**Exercise aim**:
All lines in the records below from the line with "Target: snowplow blade" through the line with "Pin the reflection" are to be given again exactly, both ends included; the pictures are to be left out.
──────── Exercise materials ────────
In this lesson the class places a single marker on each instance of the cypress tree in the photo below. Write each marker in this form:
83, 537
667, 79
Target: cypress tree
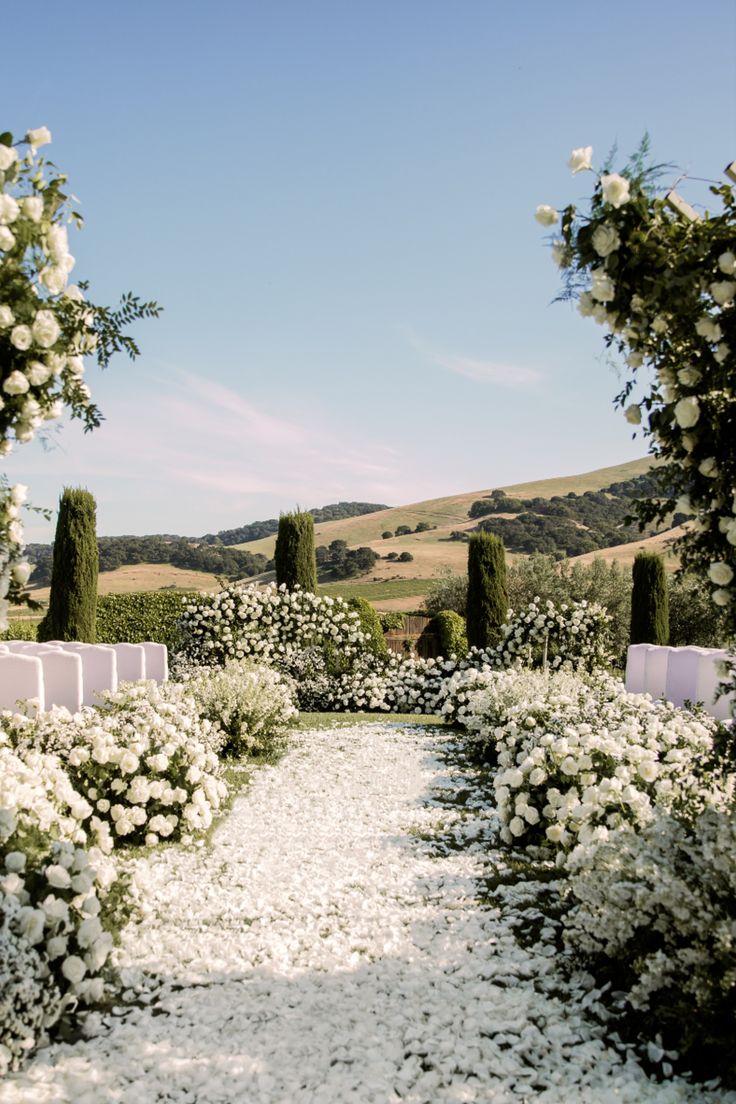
73, 602
488, 600
650, 611
295, 552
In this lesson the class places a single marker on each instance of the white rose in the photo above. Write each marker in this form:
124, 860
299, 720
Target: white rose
580, 159
45, 329
39, 137
615, 189
73, 968
39, 372
605, 240
59, 877
721, 573
545, 215
603, 288
33, 208
8, 157
16, 384
723, 290
9, 209
21, 337
686, 412
706, 328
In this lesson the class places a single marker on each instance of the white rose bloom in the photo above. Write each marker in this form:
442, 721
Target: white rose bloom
603, 288
45, 329
16, 384
33, 208
545, 215
723, 290
706, 328
721, 573
38, 372
59, 877
39, 137
615, 189
21, 337
8, 157
690, 377
605, 240
73, 968
580, 159
686, 412
9, 209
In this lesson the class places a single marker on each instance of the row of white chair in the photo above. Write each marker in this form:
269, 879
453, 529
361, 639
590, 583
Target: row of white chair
679, 675
70, 673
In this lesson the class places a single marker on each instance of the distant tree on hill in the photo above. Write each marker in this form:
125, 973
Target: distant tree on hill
295, 561
73, 602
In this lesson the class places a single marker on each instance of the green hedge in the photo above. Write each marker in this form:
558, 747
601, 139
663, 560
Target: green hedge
150, 615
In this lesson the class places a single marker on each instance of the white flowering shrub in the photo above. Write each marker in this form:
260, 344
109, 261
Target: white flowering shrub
578, 756
61, 901
147, 764
576, 634
681, 330
656, 912
252, 704
48, 326
270, 624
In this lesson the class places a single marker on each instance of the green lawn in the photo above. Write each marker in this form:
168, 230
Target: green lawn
375, 592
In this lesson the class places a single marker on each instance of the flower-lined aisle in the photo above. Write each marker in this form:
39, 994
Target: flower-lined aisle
330, 946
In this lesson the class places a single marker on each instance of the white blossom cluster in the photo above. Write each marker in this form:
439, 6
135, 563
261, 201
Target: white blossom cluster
578, 756
252, 704
661, 901
576, 633
60, 900
683, 327
269, 624
146, 764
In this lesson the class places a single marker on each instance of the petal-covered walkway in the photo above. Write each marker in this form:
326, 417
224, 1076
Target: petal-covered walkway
330, 947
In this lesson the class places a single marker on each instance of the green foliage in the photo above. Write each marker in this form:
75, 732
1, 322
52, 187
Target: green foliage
294, 558
73, 600
450, 632
20, 630
371, 625
149, 615
487, 590
650, 622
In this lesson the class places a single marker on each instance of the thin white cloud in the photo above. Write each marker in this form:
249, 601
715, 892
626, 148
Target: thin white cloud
482, 371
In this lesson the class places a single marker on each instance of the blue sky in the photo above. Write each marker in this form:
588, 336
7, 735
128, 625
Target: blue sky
333, 202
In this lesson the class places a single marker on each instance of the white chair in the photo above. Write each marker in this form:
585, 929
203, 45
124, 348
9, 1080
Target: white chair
682, 670
708, 677
157, 660
636, 658
131, 661
21, 678
656, 665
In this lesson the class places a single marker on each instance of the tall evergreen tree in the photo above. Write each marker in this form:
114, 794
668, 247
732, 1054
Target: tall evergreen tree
488, 601
73, 602
650, 609
295, 552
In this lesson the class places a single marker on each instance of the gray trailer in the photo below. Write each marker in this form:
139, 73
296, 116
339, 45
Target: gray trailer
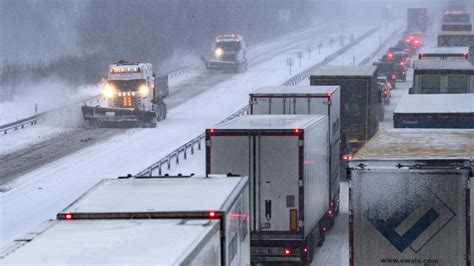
307, 100
410, 198
287, 160
361, 101
444, 53
442, 77
457, 39
155, 220
435, 111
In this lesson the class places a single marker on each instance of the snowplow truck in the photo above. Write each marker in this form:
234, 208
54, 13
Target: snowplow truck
227, 52
134, 98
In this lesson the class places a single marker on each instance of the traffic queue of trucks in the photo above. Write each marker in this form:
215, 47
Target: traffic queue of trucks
271, 189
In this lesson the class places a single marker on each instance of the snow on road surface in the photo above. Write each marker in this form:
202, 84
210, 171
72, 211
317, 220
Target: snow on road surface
40, 194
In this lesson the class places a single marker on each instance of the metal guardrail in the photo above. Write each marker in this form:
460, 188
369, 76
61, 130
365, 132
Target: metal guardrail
190, 145
33, 120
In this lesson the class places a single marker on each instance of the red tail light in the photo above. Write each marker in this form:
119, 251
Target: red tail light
347, 157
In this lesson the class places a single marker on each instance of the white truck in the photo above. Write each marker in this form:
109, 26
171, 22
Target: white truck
409, 198
308, 100
444, 53
457, 39
287, 160
435, 111
151, 220
134, 98
442, 77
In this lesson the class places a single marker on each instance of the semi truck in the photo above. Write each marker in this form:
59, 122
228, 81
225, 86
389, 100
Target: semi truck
456, 19
308, 100
147, 220
417, 19
287, 160
361, 101
458, 39
435, 111
134, 98
409, 198
227, 52
442, 77
444, 53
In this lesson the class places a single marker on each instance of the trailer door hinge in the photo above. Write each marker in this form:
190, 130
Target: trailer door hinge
300, 143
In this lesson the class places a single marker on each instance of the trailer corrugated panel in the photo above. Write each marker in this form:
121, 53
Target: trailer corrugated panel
286, 158
435, 111
410, 198
306, 100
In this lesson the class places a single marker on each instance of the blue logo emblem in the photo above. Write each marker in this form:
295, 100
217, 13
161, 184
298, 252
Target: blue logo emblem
414, 224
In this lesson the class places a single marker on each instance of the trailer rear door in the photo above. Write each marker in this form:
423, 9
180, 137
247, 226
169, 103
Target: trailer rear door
277, 183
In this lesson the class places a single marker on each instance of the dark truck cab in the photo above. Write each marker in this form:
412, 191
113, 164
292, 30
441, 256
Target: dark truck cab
361, 102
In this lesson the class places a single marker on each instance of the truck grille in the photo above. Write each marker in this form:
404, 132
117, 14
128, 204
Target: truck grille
126, 102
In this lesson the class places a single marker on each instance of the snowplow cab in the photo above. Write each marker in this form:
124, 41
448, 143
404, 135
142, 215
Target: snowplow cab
227, 52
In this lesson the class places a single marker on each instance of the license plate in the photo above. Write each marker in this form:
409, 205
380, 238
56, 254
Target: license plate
265, 251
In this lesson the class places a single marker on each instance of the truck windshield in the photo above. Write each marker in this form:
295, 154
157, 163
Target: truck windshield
126, 85
450, 18
228, 46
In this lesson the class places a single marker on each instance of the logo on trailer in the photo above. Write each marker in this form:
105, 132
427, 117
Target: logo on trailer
414, 223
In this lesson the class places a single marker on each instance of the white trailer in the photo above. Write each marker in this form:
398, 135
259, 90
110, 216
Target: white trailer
444, 53
442, 77
457, 39
287, 160
159, 208
118, 242
409, 198
307, 100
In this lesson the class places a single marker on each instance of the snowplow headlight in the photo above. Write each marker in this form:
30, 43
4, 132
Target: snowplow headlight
144, 91
219, 51
109, 91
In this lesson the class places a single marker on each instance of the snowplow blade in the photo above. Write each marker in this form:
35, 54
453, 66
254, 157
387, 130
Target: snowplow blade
96, 116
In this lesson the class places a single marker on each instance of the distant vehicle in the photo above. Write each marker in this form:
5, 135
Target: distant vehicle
148, 220
417, 19
442, 76
400, 72
385, 87
308, 100
410, 198
444, 53
458, 39
227, 52
456, 19
361, 103
387, 69
287, 159
435, 111
134, 98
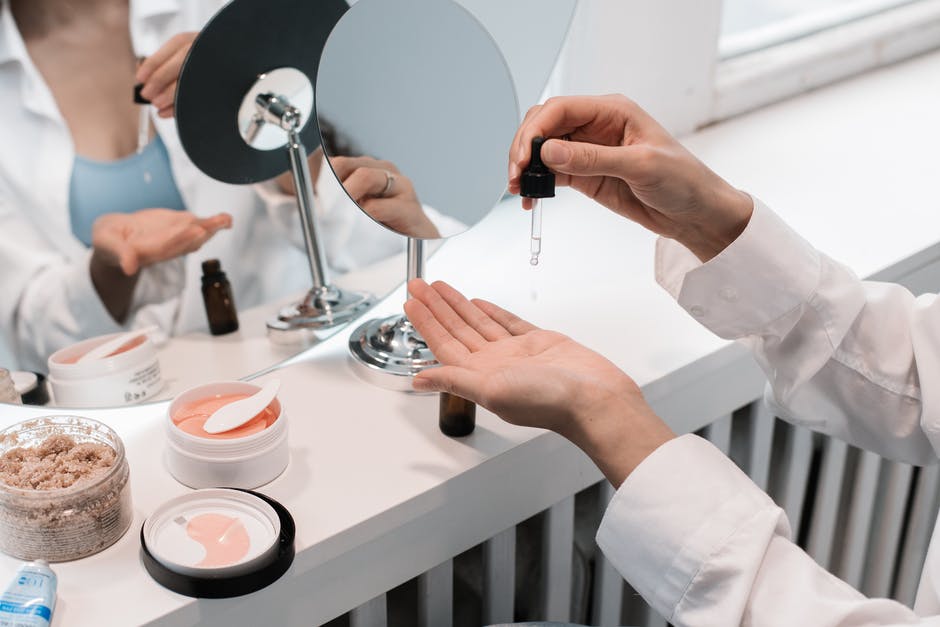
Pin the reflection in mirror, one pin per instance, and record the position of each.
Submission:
(426, 118)
(425, 101)
(292, 86)
(52, 303)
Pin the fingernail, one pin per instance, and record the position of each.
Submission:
(555, 152)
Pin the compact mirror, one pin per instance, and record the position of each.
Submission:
(417, 108)
(292, 86)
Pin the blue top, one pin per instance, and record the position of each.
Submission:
(140, 181)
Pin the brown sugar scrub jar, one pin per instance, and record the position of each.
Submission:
(64, 489)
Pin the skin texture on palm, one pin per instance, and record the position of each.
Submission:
(124, 243)
(534, 378)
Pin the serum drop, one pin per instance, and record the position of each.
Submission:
(536, 182)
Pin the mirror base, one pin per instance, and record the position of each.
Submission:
(389, 352)
(321, 309)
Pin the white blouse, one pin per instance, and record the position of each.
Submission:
(859, 360)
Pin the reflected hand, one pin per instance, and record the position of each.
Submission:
(621, 157)
(385, 194)
(532, 377)
(160, 72)
(132, 241)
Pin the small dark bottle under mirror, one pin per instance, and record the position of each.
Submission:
(217, 294)
(457, 415)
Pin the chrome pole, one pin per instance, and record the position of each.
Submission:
(305, 203)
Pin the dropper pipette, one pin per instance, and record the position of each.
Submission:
(535, 233)
(536, 182)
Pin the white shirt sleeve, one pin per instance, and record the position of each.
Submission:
(705, 546)
(841, 355)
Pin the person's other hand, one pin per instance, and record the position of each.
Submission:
(385, 194)
(621, 157)
(160, 72)
(532, 377)
(132, 241)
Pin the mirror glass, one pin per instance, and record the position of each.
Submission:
(239, 38)
(417, 138)
(288, 83)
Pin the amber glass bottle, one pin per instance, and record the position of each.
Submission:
(458, 416)
(217, 295)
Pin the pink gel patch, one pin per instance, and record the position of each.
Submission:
(191, 418)
(224, 538)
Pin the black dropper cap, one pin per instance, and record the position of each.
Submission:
(211, 267)
(537, 181)
(138, 97)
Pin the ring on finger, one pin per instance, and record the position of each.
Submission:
(389, 183)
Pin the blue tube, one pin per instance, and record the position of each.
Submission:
(30, 598)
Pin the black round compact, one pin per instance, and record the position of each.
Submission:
(218, 543)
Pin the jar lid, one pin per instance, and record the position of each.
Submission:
(218, 543)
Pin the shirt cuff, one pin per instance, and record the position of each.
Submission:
(673, 512)
(768, 271)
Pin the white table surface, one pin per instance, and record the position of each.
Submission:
(379, 495)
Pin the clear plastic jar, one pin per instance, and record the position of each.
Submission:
(64, 524)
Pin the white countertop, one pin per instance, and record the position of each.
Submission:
(379, 495)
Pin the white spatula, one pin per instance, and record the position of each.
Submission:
(103, 350)
(236, 414)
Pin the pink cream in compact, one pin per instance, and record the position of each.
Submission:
(191, 417)
(246, 457)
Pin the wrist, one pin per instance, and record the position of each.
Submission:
(114, 287)
(618, 433)
(720, 220)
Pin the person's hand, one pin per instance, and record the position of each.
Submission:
(621, 157)
(532, 377)
(385, 194)
(160, 71)
(132, 241)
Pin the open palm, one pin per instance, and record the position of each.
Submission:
(526, 375)
(137, 240)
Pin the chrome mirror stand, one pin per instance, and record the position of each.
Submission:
(388, 352)
(325, 305)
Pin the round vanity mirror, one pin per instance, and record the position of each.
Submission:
(417, 109)
(284, 84)
(245, 44)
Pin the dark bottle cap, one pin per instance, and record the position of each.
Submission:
(537, 181)
(138, 98)
(211, 266)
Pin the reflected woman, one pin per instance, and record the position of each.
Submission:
(95, 236)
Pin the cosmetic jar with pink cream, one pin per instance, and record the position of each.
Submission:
(130, 374)
(246, 457)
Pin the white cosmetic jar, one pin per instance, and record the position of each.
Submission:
(128, 377)
(242, 462)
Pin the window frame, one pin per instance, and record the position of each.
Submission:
(687, 86)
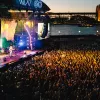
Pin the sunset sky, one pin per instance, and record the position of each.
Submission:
(72, 5)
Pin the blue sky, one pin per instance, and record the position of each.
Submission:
(72, 5)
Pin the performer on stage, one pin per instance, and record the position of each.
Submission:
(10, 51)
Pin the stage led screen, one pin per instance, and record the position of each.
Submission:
(8, 29)
(43, 30)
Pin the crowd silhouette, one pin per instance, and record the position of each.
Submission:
(55, 75)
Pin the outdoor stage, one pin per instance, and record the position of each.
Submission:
(6, 59)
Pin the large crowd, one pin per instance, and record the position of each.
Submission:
(55, 75)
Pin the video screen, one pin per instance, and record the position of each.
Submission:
(43, 30)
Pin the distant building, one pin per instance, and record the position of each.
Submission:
(98, 12)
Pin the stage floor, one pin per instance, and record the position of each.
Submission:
(6, 59)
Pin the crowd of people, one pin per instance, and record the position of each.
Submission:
(55, 75)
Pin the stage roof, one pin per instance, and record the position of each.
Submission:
(34, 5)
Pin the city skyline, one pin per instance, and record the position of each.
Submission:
(72, 5)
────────
**Completed task**:
Target: snowplow blade
96, 116
In this lesson the class places a single marker on each instance of the distant vehicle in the photo above. Write each marker in this form:
5, 135
Target: distant vehicle
148, 220
417, 19
442, 76
400, 72
385, 87
308, 100
410, 198
444, 53
458, 39
227, 52
456, 19
361, 103
387, 69
287, 159
435, 111
134, 98
Pin the reflection in mirror, one pin per instance, and record the position of each.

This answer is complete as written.